* TASKS TO COMPLETE
a: In the blog post below, condense the paragraph beginning "Here’s an elegant way to serve potatoes" into a short bulleted list that keeps its main facts.
b: Copy the blog post's wording exactly, from "Chile Potato Tart: Rich" to "to the brim.".

* DOCUMENT TEXT
....

Suzi's Blog

Chile Potato Tart: Rich Tomato and Potato Flavors

tart shell
Yes, that’s an empty tart shell, waiting to serve you. What you need is a delicious way to fill it to the brim.

Here’s an elegant way to serve potatoes and tomatoes in a tart with with a crust that adds the flavor overtones of Parmesan and chili. “Tart” is, for me, a special word. It always seems to denote something special, something personal, something with a twist that will make me smile. This tart is exactly that lovely treat. There is a dash of richness from the creme fraiche, overtones from sea salt, and a chile hit.

This tart consists of a tomato base topped with potato slices. You can artfully arrange those slices in different patterns and perhaps top with some additional chili flakes or herbs.

....

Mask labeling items
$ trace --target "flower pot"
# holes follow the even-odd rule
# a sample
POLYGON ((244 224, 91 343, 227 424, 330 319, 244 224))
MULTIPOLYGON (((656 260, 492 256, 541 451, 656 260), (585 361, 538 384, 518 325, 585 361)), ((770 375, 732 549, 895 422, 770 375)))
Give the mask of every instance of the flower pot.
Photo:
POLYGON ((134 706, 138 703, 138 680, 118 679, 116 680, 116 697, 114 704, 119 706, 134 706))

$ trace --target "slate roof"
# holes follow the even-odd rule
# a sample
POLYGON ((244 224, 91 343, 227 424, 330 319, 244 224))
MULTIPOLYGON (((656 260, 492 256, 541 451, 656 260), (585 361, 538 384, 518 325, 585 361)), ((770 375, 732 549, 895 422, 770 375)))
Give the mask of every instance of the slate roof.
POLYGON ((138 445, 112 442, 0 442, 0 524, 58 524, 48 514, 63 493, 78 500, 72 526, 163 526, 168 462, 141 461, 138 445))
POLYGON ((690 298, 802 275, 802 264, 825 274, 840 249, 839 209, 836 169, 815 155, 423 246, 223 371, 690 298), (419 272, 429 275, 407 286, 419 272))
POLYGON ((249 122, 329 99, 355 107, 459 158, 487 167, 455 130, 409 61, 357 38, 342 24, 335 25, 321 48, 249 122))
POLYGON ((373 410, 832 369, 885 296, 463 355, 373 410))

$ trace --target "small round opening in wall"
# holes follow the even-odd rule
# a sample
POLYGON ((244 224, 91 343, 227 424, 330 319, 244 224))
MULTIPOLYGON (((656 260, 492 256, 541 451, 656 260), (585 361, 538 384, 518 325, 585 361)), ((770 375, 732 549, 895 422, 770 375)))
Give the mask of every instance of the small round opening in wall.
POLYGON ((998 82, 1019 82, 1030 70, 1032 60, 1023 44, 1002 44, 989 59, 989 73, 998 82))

....

* THE ANSWERS
a:
- The tart is an elegant way to serve potatoes and tomatoes.
- Its crust adds flavor overtones of Parmesan and chili.
- To the writer, "tart" is a special word suggesting something personal with a twist, and this tart fits that description.
- Creme fraiche adds richness, sea salt adds overtones, and there is a chile hit.

b:
Chile Potato Tart: Rich Tomato and Potato Flavors

tart shell
Yes, that’s an empty tart shell, waiting to serve you. What you need is a delicious way to fill it to the brim.